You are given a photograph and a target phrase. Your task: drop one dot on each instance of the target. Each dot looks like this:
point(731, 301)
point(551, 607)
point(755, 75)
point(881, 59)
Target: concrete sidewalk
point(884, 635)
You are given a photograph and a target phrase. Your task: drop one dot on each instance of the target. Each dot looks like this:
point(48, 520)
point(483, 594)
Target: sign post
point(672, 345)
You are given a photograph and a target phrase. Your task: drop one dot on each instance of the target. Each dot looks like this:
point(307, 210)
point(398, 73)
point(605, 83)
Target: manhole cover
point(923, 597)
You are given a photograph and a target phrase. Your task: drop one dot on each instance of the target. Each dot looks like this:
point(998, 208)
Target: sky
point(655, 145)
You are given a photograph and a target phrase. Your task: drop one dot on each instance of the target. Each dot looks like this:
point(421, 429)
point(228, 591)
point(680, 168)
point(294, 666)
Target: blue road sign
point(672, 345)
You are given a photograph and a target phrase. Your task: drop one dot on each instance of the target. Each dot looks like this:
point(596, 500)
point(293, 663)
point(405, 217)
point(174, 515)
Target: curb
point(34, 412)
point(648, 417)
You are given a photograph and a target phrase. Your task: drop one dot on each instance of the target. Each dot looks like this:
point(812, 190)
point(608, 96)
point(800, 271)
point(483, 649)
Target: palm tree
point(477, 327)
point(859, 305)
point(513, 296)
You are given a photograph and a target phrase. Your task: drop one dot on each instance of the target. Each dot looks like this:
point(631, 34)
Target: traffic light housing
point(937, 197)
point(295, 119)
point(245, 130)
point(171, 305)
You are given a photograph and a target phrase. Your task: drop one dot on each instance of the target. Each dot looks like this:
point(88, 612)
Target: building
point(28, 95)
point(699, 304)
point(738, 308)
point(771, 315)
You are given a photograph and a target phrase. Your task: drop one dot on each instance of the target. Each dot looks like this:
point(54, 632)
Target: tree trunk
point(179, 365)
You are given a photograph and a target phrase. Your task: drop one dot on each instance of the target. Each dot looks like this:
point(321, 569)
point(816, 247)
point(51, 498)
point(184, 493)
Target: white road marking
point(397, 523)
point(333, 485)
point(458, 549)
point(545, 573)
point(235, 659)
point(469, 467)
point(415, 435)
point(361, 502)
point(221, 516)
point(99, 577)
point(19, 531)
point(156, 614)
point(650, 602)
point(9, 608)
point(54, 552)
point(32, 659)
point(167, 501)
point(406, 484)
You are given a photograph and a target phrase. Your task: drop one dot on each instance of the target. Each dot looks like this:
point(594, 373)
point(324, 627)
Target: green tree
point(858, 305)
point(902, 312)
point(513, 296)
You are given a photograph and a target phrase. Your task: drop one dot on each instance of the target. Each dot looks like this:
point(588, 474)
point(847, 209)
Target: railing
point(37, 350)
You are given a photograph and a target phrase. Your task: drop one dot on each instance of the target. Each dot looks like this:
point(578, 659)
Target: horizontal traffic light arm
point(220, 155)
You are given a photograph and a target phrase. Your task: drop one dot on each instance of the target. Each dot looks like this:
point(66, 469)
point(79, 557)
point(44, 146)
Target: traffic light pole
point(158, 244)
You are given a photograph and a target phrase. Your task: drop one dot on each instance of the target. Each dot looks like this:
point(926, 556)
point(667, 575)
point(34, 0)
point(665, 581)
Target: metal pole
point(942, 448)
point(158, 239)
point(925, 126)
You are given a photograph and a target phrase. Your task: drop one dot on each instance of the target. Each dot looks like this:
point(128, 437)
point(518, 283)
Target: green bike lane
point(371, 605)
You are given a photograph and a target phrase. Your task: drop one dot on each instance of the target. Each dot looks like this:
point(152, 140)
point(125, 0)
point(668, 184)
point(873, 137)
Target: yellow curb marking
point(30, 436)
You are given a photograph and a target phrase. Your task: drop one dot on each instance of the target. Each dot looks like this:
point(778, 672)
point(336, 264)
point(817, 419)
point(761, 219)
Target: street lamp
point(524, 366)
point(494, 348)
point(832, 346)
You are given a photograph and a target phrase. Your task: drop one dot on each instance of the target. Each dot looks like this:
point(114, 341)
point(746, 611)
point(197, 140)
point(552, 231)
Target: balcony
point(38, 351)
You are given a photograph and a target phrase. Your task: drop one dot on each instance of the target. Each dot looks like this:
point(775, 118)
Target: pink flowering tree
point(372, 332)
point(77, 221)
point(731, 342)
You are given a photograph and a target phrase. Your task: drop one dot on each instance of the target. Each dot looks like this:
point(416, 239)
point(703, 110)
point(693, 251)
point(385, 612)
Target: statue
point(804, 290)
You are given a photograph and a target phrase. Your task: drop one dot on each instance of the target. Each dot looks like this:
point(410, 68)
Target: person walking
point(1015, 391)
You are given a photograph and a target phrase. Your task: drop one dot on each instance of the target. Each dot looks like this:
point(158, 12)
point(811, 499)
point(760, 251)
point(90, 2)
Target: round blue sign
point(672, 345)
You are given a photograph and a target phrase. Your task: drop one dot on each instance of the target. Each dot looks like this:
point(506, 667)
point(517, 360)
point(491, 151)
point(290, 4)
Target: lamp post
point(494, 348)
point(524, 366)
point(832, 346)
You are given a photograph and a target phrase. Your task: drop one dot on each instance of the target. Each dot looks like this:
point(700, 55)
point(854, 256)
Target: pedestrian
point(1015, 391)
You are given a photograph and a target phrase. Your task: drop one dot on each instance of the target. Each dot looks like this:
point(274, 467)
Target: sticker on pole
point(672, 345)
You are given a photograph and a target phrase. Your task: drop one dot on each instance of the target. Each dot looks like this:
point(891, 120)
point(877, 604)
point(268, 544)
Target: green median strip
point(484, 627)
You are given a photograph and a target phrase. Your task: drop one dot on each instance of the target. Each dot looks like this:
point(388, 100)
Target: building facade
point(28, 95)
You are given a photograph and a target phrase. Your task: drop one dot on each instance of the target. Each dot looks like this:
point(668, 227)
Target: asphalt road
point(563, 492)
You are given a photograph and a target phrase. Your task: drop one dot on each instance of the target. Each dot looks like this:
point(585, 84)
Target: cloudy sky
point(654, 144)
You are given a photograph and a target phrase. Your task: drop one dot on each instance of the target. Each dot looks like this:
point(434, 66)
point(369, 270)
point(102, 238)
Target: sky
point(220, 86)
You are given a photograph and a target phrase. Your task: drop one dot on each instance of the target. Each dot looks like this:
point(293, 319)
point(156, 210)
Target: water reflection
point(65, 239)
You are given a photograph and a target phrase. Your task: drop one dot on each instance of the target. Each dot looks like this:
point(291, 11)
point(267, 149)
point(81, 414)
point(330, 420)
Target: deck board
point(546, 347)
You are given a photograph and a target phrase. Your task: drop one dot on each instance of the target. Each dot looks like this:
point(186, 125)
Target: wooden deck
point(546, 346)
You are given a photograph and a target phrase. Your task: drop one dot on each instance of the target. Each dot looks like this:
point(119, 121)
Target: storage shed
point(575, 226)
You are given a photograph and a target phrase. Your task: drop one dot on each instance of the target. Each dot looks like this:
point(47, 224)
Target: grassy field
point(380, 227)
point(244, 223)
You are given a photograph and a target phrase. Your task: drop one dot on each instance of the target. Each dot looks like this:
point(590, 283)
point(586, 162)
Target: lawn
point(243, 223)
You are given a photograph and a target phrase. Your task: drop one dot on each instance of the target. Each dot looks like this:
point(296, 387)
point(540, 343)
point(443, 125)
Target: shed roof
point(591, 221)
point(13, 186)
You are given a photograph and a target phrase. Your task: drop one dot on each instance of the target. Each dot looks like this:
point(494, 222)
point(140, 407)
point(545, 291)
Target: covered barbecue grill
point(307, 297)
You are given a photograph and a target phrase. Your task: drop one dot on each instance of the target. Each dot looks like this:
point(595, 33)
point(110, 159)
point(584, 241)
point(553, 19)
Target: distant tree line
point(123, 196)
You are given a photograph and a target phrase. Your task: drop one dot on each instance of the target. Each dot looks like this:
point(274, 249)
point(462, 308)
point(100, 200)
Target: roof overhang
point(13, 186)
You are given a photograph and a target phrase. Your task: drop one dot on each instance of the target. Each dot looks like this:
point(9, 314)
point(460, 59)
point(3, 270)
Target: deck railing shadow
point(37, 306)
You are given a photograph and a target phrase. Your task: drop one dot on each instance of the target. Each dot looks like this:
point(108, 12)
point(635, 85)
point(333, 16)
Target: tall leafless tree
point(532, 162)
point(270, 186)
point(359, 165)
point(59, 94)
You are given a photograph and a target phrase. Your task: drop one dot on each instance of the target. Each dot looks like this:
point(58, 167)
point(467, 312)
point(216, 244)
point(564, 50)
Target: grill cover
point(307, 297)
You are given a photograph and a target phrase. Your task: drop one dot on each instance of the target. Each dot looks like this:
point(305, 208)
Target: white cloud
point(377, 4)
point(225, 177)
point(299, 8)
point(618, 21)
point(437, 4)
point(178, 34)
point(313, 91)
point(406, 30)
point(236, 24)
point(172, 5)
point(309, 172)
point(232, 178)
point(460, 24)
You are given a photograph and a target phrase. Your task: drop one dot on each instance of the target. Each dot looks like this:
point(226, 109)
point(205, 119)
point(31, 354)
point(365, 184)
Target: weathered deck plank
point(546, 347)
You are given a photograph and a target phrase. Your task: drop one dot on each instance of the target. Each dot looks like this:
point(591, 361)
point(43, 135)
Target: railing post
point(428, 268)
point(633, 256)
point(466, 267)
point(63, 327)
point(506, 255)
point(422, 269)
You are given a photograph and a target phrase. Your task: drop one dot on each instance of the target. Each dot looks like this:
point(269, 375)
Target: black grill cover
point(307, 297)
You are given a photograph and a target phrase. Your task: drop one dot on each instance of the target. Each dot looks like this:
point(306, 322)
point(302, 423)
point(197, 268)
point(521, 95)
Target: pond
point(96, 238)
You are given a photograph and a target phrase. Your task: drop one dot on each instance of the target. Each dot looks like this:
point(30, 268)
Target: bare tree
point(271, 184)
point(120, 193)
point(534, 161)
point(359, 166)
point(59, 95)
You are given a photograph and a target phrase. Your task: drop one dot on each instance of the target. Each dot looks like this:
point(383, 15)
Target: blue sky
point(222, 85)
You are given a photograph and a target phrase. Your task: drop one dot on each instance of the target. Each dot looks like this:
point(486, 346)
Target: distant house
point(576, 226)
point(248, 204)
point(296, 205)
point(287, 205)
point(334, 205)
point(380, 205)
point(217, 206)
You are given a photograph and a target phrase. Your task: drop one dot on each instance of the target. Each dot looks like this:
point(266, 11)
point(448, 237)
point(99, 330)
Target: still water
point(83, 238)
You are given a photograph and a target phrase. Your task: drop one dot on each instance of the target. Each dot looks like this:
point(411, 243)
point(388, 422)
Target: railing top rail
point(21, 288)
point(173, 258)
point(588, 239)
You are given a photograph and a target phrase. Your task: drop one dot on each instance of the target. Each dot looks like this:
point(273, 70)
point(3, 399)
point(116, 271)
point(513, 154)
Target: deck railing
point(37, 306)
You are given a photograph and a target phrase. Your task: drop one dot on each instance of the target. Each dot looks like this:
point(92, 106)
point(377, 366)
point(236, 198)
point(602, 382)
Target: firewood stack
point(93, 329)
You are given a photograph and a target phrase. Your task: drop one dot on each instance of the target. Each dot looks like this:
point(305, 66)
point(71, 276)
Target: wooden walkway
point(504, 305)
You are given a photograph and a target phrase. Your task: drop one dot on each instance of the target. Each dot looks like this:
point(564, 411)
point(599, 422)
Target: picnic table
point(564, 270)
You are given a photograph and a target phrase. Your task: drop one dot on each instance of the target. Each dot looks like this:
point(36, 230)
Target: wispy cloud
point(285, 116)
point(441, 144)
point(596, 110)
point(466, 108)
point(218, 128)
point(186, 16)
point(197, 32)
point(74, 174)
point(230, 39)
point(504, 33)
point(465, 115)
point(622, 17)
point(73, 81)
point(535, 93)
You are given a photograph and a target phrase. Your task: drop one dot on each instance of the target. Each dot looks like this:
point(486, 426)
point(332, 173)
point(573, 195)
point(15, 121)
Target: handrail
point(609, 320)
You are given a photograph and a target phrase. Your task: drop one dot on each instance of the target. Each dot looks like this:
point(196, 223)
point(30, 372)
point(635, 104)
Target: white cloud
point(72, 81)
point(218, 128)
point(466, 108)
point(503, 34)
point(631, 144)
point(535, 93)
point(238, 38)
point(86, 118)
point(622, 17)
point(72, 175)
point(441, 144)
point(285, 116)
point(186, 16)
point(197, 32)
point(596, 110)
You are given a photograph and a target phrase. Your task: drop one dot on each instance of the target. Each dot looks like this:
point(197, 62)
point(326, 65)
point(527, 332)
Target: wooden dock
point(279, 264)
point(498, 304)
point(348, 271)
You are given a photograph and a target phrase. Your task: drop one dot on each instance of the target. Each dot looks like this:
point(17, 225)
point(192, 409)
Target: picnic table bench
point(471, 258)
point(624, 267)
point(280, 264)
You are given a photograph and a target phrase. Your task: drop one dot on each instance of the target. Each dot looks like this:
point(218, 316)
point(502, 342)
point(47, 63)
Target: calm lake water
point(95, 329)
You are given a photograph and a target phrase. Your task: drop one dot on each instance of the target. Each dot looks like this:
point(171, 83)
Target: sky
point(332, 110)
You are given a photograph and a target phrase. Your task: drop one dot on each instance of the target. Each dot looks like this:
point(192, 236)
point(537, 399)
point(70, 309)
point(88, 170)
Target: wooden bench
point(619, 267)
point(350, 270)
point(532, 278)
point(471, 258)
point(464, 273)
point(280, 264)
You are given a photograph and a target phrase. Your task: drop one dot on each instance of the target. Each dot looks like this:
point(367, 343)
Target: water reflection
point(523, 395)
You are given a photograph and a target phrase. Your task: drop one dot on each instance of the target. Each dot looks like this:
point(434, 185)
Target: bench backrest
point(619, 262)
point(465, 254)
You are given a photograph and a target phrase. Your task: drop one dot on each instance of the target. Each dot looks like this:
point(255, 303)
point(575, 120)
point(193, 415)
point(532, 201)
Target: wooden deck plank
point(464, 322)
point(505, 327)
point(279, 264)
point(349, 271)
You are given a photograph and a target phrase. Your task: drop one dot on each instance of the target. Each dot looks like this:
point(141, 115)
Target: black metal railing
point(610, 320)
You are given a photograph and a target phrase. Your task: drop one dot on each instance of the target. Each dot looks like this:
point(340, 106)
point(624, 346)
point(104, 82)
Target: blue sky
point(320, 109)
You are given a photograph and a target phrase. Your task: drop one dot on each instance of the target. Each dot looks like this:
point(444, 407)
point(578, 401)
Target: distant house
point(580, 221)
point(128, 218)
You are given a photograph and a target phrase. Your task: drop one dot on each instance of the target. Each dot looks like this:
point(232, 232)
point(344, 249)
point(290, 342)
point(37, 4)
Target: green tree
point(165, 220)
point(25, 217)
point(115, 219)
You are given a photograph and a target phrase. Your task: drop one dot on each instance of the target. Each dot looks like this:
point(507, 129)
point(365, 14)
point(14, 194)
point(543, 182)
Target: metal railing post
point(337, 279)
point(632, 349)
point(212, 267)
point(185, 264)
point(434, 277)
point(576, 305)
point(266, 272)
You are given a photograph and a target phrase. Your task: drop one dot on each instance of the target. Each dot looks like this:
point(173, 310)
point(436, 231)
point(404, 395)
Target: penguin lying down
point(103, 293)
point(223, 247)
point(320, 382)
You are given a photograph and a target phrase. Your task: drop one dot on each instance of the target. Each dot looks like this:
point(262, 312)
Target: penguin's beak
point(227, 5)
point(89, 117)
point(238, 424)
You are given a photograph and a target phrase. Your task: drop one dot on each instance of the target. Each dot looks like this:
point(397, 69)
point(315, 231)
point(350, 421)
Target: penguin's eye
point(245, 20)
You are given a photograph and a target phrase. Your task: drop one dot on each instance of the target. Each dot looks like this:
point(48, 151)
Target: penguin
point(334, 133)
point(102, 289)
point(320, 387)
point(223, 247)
++++++
*Work instruction:* Please give back only the lines between the first line of the entries and the line with "point(421, 429)", both ends included, word for word.

*Solution for this exercise:*
You are given a photograph and a target phrase. Your task: drop one dot on each instance of the target. Each dot looks like this:
point(731, 301)
point(551, 607)
point(755, 75)
point(881, 59)
Target: concrete sidewalk
point(884, 635)
You are given a photograph and a target phrase. Your task: drop one dot on each instance of the target. Each dot looks like this:
point(48, 520)
point(483, 594)
Target: sign post
point(672, 345)
You are given a photograph and a target phrase. Your task: drop one dot on each instance of the target. Each dot looks like this:
point(307, 210)
point(398, 73)
point(605, 83)
Target: manhole cover
point(923, 597)
You are given a photograph and a target phrase. Your task: drop one dot on each instance of the target. Each dot looks like this:
point(998, 208)
Target: sky
point(655, 145)
You are given a photograph and a target phrase. Your task: drop one dot on each instance of the target. Each dot looks like this:
point(421, 429)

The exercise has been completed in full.